--- SET TASK ---
Print the records without any change, from the line containing "If you could tag the dark" down to the line containing "If you could tag the purple", both of those lines included.

--- WORKING DATA ---
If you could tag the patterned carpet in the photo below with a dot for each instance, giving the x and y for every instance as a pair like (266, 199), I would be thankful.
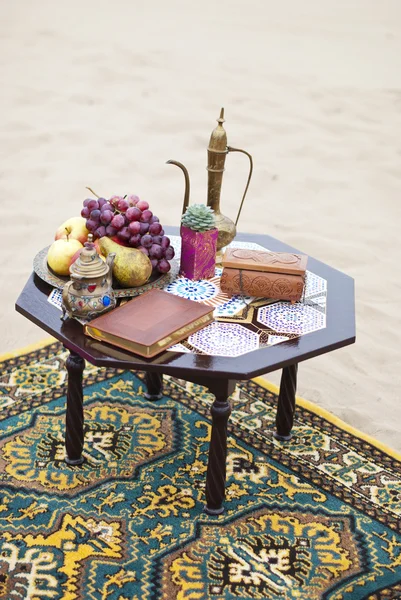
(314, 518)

* * *

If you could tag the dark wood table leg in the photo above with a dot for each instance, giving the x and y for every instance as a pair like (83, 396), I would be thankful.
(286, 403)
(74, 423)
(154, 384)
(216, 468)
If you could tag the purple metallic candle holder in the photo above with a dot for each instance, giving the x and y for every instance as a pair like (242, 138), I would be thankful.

---

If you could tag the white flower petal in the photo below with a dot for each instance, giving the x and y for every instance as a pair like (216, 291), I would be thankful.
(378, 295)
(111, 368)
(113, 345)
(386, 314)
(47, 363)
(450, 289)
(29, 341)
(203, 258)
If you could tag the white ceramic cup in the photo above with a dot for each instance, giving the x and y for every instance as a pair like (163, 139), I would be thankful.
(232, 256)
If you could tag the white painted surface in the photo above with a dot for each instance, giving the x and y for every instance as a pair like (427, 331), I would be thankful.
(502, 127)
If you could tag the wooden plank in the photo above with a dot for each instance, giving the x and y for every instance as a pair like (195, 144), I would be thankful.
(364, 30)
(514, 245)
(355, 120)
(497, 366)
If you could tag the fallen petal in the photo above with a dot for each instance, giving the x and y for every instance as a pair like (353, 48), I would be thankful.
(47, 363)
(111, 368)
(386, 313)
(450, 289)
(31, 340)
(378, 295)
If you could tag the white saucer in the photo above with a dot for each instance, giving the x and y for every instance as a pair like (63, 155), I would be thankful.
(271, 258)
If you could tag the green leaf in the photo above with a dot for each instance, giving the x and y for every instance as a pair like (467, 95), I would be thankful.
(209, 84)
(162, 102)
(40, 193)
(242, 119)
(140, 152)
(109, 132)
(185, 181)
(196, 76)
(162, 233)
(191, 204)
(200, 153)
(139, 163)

--- OUTPUT BELOW ---
If you could tag the dark wood table leg in the photo above with a dot for each instance, giving the x and y for every instance as a pair like (83, 396), I would be thankful.
(286, 403)
(74, 423)
(154, 384)
(216, 468)
If you could tag the purple metallic candle holder in the photo above with a dot for each instance, giving the x and y for every instance as a pair like (242, 138), I would be thankful.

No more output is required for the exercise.